### Task to carry out:
In which lines of the data does the string "forest" appear? Copy every one.

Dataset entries
>>>
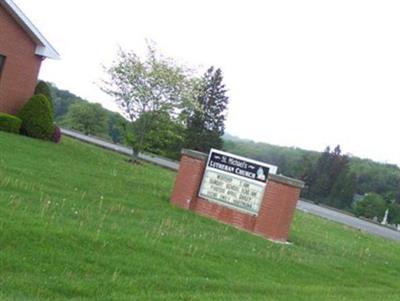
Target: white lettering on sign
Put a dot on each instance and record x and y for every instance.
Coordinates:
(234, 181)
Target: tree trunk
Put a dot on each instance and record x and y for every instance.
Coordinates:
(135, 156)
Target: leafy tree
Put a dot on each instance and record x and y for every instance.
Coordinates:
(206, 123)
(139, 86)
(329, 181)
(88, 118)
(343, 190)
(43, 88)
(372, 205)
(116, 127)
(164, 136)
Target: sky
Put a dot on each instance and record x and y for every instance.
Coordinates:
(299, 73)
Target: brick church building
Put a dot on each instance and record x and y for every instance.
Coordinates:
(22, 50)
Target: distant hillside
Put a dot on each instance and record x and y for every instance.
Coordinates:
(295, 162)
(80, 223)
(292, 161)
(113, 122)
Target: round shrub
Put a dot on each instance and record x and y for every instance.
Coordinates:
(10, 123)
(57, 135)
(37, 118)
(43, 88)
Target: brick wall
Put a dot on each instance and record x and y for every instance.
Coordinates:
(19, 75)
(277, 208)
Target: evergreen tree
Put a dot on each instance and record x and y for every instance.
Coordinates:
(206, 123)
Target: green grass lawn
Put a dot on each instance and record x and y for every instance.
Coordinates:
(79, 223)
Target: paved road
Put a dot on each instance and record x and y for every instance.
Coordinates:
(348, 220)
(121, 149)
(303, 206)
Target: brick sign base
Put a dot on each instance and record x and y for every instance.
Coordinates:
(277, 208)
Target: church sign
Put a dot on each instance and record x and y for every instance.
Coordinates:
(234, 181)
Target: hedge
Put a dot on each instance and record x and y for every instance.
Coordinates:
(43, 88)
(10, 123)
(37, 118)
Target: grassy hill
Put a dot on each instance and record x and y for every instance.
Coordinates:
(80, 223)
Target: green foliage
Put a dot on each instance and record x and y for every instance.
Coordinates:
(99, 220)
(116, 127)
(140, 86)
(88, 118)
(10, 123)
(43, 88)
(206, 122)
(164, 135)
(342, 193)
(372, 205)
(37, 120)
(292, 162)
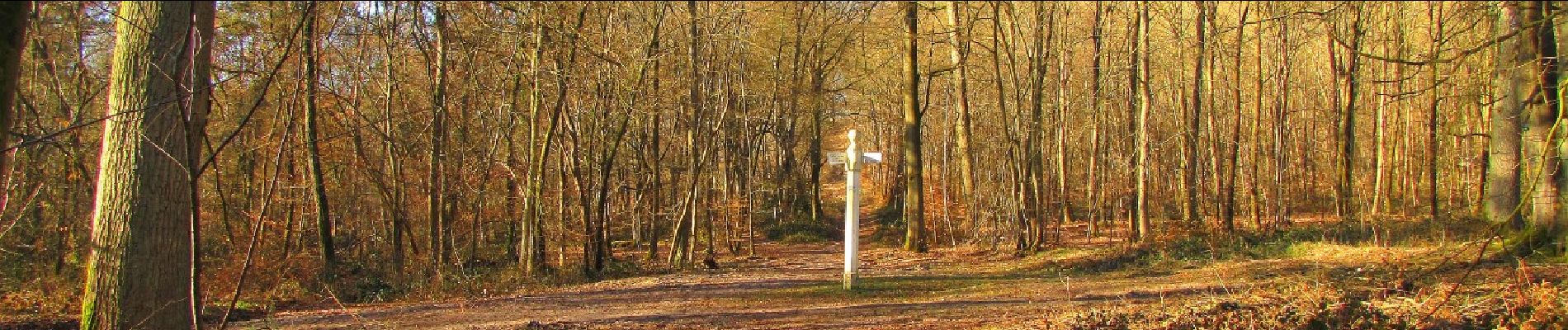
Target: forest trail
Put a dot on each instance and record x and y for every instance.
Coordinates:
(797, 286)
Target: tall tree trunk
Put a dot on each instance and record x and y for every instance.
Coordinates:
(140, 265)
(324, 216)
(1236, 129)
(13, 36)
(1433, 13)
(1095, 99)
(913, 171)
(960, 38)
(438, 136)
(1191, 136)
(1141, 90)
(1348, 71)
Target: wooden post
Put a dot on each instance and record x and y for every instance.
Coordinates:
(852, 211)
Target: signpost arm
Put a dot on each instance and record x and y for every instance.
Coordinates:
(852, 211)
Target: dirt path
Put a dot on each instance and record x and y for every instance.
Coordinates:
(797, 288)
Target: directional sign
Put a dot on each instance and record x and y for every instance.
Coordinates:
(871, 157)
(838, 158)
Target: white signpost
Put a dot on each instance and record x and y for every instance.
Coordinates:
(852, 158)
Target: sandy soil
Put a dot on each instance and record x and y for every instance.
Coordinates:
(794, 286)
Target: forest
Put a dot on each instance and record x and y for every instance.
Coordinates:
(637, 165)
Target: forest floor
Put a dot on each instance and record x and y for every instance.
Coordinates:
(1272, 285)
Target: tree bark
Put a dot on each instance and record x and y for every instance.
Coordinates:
<<<
### Answer space:
Target: forest trail
Target: forest
Target: forest floor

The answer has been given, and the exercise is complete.